2021 Was the Year That…

Coffee steamed from our Rt 66 mugs. The sun wouldn’t brighten rooms for another couple hours. Everyone else slept. Rain tapped window glass. 

“…then the biologist said, ‘the captain has just informed me that sonar indicates two large shadows directly under the boat. Small fish hide in the shadow of the boat. The humpbacks have figured that out. Be alert, they could surface anywhere.’ On anywhere, the whales exhaled just off the stern of the boat. The sound was leathery, like a blacksmith’s bellows. They were twenty feet away. We could smell their breath! Briny. Fishy.”

“Yes,” she said, “I’m glad you’ve been able to see the things you’ve seen.” She paused; it felt like she was trying to convince herself of the truth in what she had said. I know she wishes I’d not moved to California. I know she’s not the only one who wishes so.

I’d not been home in over two years. 

Over a second cup of coffee, she told me stories of her work at the KoA campground – the comings and goings, a caravan of characters moving about the Midwest, all searching for something or fleeing something. Modern-day Joads.
+ + + + + + +
Work instruction A ->
In the essay about the visit home, how long had the narrator been away from home?
Work instruction B ->
Continue the essay about the visit home from its last sentence, keeping the same first-person voice.

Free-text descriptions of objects
+ + + + + + +
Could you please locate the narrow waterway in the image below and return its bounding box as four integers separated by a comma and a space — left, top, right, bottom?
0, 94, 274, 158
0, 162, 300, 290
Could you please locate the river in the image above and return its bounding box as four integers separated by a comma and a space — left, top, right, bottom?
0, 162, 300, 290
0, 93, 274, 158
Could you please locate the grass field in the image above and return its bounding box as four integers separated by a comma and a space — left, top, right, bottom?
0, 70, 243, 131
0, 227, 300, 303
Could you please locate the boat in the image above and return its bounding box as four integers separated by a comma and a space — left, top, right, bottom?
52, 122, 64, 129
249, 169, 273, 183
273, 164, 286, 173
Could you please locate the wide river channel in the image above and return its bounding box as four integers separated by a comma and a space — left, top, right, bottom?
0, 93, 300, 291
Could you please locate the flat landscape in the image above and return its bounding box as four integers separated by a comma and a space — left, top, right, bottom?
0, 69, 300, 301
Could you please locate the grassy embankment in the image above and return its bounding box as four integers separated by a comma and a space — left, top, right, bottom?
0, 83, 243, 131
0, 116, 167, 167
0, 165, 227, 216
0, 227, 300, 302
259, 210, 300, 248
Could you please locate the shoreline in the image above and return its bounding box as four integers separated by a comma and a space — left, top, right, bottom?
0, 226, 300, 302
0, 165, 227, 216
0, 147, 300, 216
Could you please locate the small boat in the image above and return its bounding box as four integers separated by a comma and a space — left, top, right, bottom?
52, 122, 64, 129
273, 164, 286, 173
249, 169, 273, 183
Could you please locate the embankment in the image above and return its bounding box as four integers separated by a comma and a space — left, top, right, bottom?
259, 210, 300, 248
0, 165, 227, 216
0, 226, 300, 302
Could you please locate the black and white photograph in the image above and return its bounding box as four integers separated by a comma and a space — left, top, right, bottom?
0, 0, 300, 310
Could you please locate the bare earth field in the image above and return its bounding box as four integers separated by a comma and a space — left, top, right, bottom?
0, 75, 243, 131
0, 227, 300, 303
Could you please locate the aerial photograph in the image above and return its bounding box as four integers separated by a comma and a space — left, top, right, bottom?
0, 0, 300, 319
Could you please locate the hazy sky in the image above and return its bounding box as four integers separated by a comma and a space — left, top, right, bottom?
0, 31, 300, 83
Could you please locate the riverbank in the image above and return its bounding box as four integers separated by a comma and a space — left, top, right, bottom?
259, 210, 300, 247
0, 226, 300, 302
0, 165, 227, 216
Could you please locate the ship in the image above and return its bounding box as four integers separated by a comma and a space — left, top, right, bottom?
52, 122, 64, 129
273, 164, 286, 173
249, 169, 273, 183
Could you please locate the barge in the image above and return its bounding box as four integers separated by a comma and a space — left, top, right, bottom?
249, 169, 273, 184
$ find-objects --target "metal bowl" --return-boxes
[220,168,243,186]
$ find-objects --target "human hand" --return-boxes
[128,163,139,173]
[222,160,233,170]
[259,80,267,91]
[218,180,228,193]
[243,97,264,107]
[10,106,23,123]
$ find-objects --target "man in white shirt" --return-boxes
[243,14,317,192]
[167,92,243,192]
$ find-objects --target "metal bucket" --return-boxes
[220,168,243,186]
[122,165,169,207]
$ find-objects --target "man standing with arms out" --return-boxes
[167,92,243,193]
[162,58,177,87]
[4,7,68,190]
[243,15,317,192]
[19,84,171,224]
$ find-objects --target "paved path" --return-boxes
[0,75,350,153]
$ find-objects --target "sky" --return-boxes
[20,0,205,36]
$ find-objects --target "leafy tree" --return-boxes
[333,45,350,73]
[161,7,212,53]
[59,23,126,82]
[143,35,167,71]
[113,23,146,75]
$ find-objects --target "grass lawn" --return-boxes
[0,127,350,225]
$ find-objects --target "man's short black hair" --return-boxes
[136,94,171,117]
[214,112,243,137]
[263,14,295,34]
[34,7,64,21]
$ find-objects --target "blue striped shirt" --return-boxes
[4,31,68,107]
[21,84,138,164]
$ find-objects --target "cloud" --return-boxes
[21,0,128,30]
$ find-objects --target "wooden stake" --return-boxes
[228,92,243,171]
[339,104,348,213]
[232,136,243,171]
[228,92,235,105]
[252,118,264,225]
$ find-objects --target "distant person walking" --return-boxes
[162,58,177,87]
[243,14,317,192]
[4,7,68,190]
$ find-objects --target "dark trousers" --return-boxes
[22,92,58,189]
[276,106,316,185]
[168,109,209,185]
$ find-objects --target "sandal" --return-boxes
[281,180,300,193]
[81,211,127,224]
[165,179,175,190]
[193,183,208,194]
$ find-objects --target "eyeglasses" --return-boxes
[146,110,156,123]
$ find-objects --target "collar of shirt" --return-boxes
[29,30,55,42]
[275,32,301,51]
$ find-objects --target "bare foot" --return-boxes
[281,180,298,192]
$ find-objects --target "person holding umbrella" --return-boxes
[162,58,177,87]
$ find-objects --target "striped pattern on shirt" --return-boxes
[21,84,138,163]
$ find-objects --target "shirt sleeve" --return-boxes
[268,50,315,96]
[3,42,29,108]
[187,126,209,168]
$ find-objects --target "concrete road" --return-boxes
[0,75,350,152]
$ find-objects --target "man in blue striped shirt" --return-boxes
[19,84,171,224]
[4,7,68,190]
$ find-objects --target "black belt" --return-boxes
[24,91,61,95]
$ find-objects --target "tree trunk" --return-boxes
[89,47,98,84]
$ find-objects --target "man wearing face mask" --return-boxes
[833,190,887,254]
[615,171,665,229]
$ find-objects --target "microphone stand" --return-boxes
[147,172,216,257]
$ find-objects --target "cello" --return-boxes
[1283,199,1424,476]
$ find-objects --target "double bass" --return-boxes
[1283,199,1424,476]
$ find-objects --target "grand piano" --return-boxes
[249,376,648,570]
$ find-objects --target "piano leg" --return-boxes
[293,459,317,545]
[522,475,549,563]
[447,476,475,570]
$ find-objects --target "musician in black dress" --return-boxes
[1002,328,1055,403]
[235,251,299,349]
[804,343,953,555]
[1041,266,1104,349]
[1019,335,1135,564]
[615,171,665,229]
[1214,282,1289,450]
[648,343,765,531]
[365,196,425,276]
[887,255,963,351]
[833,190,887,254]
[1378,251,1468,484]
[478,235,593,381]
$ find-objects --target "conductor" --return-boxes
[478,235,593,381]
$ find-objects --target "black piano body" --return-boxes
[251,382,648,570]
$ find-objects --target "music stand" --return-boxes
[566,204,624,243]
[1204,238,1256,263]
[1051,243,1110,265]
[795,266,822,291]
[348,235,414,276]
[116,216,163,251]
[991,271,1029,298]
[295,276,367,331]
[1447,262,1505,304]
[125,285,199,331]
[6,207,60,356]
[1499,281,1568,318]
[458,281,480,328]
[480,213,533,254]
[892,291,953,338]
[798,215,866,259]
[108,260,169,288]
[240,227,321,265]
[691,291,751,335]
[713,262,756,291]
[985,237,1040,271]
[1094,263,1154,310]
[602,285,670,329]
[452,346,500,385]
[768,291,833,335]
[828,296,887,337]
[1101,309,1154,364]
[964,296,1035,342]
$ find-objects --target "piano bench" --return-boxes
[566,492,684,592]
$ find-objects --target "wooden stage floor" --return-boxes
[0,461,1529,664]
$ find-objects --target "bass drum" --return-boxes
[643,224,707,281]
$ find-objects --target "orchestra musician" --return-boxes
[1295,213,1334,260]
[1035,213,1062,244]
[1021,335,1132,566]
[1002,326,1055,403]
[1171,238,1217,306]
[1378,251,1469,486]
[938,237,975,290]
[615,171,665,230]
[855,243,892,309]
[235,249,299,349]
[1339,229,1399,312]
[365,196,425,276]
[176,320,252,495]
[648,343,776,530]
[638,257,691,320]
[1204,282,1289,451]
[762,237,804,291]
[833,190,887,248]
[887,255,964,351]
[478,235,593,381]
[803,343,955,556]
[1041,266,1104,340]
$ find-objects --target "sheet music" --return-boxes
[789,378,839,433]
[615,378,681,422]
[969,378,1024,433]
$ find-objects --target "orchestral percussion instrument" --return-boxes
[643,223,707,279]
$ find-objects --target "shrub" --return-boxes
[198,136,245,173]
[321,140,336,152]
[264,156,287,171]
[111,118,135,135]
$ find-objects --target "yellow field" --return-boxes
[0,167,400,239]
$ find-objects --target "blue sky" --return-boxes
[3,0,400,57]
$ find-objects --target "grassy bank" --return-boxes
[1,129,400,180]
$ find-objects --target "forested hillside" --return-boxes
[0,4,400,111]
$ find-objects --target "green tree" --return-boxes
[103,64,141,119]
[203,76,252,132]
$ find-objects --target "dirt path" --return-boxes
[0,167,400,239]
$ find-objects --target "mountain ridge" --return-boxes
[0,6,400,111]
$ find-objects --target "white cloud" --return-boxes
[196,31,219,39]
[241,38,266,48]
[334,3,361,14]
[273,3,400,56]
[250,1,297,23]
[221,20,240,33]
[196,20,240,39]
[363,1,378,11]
+ + + + + + +
Answer box A ->
Over two years.

Answer box B ->
When I was in fifth grade, my mom and I read together Steinbeck’s Of Mice and Men. We hiked with George and Lenny through Salinas. Hid out with them on the banks of a slow and green river.

In Big Sur, I told her, I placed my hands against the trunk of a redwood, the crevices in the bark six inches deep, and looked up into the canopy. I imagined Steinbeck or Hunter Thompson doing the same and finding in the branches their stories. 

***

Not entirely unlike the Joads, three years ago, we packed everything that would fit, plus two cats and a dog, into a pickup truck and headed west. The dream we set off after has proven elusive. Where we expected to find flowing rivers, we found dry washes. There are many who would interpret any expression of regret as an admission of failure. Others, overtly or otherwise, have wished failure on this adventure. To be sure, the past three school years have been the most difficult of my career – of any teacher’s career, of any learner’s, I’d argue. The vision that brought us to California is now out of focus. The dream morphing the way dreams do. It would be a lie to say I have no regrets. 

I’ve never been one to make resolutions. Besides their inevitable failure, they have always seemed to me like apologies or regrets. A philosophy, however, of “no regrets,” I’m realizing, is an arrogant and selfish one. Brene Brown has written and spoken of regret as a tough but fair teacher, that regret is an aspect of empathy. Who among us hasn’t, with the clarity of hindsight said, “If I had that to do again, I’d have done it differently.” Of course I have regrets. What I want to guard against is for regret to degrade into resentment. Regret is healthy reflection. Resentment, a bitter toxin.

I still will refrain from making a resolution. I will, however, own my regrets. I vow to do better.